## Given text
◇ ◇ ◇ ◇ ◇

It is difficult to get research papers published for experiments that do not work, though journals such as the Journal of Articles in Support of the Null Hypothesis are changing this. Instead experiment attempts could be documented on wikis or blogs such that they are still available to someone searching the internet for them - this means all the hand work is not wasted, even if the desired results are not obtained. Protocols and techniques are particularly valuable when shared; reproducibility is a central concept to science and standardising protocols is necessary for this. Putting detailed protocols up on sites such as open wetware also helps encourage new researchers to get involved the particular field and prevents time and resources being wasted optimising procedures.

◇ ◇ ◇ ◇ ◇

## Assigned task 1
From the passage about sharing experimental work, list every outlet it names where experiments or protocols can be published, documented, or posted.
## Assigned task 2
Retype the passage about sharing experimental work, everything from "It is difficult" down to "wasted optimising procedures.".

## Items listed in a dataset
◇ ◇ ◇ ◇ ◇

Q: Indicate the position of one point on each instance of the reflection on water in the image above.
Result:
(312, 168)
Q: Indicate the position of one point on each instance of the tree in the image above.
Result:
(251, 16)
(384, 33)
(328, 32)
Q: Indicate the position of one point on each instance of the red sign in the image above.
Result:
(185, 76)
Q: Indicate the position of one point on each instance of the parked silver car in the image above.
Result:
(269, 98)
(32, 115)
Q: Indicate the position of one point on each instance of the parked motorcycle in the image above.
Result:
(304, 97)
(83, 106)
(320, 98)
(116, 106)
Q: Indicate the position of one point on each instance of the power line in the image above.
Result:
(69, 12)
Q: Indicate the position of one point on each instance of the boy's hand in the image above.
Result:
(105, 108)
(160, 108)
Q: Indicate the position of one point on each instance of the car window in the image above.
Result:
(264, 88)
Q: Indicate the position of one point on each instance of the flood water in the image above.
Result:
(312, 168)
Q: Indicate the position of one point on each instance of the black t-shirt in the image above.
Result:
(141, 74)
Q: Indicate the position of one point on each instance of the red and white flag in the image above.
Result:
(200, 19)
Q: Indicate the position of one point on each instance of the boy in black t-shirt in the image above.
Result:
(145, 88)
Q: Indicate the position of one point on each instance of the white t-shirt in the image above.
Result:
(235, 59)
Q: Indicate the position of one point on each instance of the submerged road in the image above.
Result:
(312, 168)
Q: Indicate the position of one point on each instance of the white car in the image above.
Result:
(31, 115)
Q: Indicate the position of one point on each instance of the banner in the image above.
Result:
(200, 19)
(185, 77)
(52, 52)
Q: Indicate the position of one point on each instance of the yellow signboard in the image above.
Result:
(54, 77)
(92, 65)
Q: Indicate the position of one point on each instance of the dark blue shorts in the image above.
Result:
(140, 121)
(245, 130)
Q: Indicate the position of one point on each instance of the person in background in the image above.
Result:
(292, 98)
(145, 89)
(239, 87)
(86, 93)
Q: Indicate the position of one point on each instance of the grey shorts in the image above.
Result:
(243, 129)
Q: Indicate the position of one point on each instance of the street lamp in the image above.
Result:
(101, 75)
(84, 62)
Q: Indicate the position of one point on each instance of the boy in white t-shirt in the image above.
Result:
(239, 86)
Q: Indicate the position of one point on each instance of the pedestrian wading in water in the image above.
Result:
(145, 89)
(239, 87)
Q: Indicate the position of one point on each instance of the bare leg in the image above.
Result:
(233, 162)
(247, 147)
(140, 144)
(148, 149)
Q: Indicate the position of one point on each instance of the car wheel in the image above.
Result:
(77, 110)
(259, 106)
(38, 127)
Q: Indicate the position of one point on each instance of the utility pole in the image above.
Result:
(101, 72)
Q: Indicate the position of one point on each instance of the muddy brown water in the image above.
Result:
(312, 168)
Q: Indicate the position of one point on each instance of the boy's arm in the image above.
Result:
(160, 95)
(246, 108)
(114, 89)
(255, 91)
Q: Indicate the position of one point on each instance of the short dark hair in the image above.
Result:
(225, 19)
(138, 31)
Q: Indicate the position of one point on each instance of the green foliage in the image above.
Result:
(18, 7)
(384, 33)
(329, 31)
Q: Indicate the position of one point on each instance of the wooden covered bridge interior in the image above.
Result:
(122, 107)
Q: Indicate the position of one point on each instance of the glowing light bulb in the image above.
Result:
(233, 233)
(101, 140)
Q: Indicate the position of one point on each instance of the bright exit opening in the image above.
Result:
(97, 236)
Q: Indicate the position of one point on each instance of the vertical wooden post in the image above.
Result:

◇ ◇ ◇ ◇ ◇

## Final answer 1
Journal of Articles in Support of the Null Hypothesis, wikis, blogs, open wetware

## Final answer 2
It is difficult to get research papers published for experiments that do not work, though journals such as the Journal of Articles in Support of the Null Hypothesis are changing this. Instead experiment attempts could be documented on wikis or blogs such that they are still available to someone searching the internet for them - this means all the hand work is not wasted, even if the desired results are not obtained. Protocols and techniques are particularly valuable when shared; reproducibility is a central concept to science and standardising protocols is necessary for this. Putting detailed protocols up on sites such as open wetware also helps encourage new researchers to get involved the particular field and prevents time and resources being wasted optimising procedures.